WORK TO DO: Could you copy out the courtroom transcript below word for word?

PASSAGE:
• • •
Q. Okay, and it’d be what you told us today?
A. Yes.
Q. Okay. Now, Mr. Everett has gone into this event and used the term for the defendant on trial as “this individual” and “this attacker” and “this assailant” and all these other pronouns and nouns and adjectives describing the individual. I’d like for you to tell the jury just exactly who the individual was and is that stabbed you?
BY MR. EVERETT:
Your Honor, that is improper ... that is improper redirect. It has no probative value of any information listed on cross-examination. It is merely repetitive of the ... the things that have gone before.
*766The jury has heard this and I really don’t think there’s any ... any useful purpose to be served by her further answering that question. It adds nothing.
BY MR. FOWLER:
In rebuttal to an area that was brought up numerous times in which Ms. Gillespie attempted to correct him by saying “Scott did,” he said, “No, I (Indistinct) the assailant, the individual.” He went back and back and never did use the defendant or have him identified so I’m now rebutting that which he has tried to say that someone else did it. I ... I can use that as to the assailant, the attacker, this person and ... and I wrote down and I just quit after five. I didn’t think there was anything else, you know, and she tried to correct him on the thing but he ...
BY THE COURT:
Well, he ... he didn’t ... far as I can recall and Mr. Everett takes the position, I assume, that his client didn do it and he used the phrase “assailant, “attacker. I ... I really saw nothing wrong with ... with that phraselogy (sic) at that point. The objection is sustained.
BY MR. FOWLER:
All right, sir. I don’t think I have anything that ...
BY THE COURT:
And I believe I’m correct, am I not, counsel for both sides that Ms. Gillespie has identified the accused, Mr. Scott Thorne, as her assailant, has she not?
BY MR. EVERETT:
Your Honor, she’s ... she’s made a ... a legally founded in-court identification.
• • •
ENTRIES PROVIDED:
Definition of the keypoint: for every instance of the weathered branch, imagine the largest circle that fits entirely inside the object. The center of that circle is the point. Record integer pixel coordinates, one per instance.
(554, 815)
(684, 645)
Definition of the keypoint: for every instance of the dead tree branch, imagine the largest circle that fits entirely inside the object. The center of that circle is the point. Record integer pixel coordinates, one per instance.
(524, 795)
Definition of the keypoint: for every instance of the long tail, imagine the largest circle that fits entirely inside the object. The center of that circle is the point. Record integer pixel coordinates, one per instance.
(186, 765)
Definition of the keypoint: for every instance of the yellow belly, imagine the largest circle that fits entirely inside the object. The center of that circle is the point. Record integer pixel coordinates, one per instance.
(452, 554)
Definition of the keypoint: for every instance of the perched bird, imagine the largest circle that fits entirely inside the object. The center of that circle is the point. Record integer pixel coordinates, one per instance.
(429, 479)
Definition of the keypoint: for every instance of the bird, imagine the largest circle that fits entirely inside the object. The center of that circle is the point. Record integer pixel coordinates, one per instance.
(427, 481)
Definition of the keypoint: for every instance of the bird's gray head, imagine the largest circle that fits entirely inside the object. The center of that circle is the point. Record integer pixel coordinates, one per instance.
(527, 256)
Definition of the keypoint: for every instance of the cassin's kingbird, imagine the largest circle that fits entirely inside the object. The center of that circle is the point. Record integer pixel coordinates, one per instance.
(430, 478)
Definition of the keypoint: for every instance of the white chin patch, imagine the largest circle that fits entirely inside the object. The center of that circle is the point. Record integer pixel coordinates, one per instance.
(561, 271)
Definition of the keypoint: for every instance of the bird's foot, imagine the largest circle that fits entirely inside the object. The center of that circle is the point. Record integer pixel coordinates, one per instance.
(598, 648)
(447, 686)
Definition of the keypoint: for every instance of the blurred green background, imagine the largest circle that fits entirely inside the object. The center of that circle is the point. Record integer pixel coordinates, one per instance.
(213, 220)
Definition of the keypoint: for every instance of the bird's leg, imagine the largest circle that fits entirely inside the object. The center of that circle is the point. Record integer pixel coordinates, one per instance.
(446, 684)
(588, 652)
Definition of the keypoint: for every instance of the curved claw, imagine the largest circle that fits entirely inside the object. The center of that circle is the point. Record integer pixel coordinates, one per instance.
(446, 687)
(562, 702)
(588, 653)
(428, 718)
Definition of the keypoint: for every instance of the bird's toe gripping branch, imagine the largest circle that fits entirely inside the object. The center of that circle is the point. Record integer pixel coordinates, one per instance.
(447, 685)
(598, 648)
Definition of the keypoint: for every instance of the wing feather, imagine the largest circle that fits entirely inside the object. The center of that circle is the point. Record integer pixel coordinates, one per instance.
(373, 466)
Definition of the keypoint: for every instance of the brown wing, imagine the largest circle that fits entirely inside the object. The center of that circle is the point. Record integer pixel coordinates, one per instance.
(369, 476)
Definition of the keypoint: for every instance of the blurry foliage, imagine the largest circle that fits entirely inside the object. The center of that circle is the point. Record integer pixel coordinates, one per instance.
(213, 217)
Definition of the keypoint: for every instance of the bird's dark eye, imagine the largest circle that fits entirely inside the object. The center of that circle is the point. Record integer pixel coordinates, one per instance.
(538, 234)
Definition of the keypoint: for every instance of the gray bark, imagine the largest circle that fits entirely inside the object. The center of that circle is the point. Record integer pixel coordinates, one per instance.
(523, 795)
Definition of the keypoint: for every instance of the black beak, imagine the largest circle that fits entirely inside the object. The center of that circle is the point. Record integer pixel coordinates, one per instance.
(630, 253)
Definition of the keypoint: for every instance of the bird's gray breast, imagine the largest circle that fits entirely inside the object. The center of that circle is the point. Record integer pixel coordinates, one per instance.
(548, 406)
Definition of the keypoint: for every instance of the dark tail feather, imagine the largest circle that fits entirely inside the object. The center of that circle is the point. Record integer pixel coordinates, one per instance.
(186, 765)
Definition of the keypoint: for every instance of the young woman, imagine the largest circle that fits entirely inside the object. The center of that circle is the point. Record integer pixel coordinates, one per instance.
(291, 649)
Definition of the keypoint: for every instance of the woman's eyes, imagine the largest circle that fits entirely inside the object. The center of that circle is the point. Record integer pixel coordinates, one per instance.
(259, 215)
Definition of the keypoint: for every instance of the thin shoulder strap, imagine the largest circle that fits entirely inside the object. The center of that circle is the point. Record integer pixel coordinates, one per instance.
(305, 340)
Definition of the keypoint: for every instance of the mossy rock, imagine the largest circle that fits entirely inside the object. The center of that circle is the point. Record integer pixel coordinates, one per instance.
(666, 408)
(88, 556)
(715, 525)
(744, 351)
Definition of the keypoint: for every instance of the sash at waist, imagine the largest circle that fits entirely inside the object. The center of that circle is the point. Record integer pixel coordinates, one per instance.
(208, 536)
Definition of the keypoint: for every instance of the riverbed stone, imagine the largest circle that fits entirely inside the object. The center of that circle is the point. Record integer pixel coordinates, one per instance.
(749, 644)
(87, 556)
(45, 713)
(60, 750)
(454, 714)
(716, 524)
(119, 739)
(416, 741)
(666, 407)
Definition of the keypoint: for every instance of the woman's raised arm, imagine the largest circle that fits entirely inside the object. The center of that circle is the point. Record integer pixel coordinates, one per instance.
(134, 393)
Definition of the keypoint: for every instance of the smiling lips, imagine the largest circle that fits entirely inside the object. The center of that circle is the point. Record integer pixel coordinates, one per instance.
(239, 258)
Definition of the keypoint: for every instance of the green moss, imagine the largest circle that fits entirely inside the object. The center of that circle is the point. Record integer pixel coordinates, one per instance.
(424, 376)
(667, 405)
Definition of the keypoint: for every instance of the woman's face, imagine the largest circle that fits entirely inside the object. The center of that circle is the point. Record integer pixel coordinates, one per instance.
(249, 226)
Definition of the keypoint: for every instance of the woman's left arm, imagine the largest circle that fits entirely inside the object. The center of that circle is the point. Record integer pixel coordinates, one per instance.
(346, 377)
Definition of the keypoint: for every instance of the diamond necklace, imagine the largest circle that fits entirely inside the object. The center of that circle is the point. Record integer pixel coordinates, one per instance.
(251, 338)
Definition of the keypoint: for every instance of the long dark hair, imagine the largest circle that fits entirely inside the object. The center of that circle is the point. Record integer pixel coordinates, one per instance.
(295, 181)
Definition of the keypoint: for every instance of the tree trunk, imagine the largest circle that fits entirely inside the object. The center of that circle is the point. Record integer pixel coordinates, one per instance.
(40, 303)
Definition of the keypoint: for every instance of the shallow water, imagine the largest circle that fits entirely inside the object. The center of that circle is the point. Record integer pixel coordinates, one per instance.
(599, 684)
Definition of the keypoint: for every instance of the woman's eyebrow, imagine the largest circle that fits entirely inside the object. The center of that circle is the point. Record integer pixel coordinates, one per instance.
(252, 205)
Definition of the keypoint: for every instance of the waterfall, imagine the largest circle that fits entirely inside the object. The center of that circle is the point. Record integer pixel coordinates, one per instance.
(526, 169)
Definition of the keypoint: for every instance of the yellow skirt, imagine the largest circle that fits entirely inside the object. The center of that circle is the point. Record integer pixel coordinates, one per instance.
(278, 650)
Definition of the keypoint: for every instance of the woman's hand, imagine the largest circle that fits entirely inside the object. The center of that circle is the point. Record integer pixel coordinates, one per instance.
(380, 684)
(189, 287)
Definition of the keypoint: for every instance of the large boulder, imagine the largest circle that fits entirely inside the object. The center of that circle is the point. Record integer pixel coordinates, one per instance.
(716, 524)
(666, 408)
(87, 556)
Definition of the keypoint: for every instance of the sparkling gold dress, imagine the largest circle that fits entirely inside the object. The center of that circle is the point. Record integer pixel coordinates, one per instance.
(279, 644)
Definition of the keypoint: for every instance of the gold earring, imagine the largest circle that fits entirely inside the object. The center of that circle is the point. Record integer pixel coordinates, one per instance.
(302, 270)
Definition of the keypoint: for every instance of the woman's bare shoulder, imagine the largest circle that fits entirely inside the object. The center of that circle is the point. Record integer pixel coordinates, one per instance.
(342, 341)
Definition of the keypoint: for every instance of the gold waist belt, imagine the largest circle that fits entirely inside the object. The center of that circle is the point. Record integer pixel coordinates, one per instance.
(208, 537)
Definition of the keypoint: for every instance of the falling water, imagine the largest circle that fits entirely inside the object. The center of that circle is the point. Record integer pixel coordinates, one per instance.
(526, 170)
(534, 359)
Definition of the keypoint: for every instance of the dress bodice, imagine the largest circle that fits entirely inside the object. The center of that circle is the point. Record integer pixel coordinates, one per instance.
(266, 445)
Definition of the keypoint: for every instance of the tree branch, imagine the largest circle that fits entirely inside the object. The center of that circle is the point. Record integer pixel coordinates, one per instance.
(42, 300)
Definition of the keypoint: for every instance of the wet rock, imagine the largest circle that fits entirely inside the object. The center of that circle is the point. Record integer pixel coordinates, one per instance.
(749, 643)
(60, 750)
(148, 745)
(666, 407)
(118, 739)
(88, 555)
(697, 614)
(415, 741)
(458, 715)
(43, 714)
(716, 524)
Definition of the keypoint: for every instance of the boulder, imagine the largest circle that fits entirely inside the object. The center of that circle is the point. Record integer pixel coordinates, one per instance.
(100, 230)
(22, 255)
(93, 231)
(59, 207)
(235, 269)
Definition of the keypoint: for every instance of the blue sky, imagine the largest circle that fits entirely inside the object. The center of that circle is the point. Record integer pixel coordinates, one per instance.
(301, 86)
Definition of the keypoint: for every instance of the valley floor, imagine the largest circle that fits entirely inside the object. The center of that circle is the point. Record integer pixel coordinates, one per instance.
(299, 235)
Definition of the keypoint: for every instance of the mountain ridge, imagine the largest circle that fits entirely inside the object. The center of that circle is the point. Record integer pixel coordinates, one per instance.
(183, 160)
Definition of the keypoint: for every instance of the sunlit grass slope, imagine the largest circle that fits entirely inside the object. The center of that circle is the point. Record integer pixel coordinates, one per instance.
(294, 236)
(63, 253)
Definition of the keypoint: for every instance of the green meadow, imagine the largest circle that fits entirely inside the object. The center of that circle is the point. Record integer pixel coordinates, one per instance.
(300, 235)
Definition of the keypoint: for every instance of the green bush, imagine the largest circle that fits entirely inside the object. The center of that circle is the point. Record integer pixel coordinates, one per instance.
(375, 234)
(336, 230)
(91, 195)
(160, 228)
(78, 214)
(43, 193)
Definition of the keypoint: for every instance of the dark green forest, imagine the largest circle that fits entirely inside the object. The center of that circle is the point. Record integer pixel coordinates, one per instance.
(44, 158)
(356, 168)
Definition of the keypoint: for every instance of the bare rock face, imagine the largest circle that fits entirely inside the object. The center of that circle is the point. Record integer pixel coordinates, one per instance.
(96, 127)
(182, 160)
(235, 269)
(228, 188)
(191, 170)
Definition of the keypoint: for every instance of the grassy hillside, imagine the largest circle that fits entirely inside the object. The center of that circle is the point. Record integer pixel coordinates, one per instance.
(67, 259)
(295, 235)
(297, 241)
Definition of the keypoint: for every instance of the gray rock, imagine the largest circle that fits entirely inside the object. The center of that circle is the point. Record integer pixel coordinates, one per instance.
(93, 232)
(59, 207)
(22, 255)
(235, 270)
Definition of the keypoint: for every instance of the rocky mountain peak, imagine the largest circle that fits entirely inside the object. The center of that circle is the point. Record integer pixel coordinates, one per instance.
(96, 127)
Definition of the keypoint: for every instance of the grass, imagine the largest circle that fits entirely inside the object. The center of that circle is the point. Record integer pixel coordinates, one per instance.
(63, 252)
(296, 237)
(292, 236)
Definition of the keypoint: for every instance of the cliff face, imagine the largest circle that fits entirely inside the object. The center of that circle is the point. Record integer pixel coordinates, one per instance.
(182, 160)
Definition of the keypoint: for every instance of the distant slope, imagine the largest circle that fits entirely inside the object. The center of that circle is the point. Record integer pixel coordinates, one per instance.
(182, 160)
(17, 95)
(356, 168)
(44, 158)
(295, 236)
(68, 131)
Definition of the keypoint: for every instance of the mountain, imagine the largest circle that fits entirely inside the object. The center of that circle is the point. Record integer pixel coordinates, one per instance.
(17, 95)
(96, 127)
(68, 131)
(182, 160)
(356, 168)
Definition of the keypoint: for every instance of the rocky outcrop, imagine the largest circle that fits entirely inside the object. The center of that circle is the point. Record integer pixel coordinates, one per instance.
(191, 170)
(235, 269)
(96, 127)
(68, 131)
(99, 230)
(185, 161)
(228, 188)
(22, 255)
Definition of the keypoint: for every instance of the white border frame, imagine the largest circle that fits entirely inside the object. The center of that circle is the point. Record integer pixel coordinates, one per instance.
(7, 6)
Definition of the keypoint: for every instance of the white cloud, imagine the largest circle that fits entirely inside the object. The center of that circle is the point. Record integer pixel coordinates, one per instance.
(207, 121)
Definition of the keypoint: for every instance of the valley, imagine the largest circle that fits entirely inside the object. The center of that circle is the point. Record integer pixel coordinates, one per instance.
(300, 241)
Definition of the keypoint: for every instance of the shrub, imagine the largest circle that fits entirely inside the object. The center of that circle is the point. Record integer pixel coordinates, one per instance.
• • •
THE OUTPUT:
Q. Okay, and it’d be what you told us today?
A. Yes.
Q. Okay. Now, Mr. Everett has gone into this event and used the term for the defendant on trial as “this individual” and “this attacker” and “this assailant” and all these other pronouns and nouns and adjectives describing the individual. I’d like for you to tell the jury just exactly who the individual was and is that stabbed you?
BY MR. EVERETT:
Your Honor, that is improper ... that is improper redirect. It has no probative value of any information listed on cross-examination. It is merely repetitive of the ... the things that have gone before.
*766The jury has heard this and I really don’t think there’s any ... any useful purpose to be served by her further answering that question. It adds nothing.
BY MR. FOWLER:
In rebuttal to an area that was brought up numerous times in which Ms. Gillespie attempted to correct him by saying “Scott did,” he said, “No, I (Indistinct) the assailant, the individual.” He went back and back and never did use the defendant or have him identified so I’m now rebutting that which he has tried to say that someone else did it. I ... I can use that as to the assailant, the attacker, this person and ... and I wrote down and I just quit after five. I didn’t think there was anything else, you know, and she tried to correct him on the thing but he ...
BY THE COURT:
Well, he ... he didn’t ... far as I can recall and Mr. Everett takes the position, I assume, that his client didn do it and he used the phrase “assailant, “attacker. I ... I really saw nothing wrong with ... with that phraselogy (sic) at that point. The objection is sustained.
BY MR. FOWLER:
All right, sir. I don’t think I have anything that ...
BY THE COURT:
And I believe I’m correct, am I not, counsel for both sides that Ms. Gillespie has identified the accused, Mr. Scott Thorne, as her assailant, has she not?
BY MR. EVERETT:
Your Honor, she’s ... she’s made a ... a legally founded in-court identification.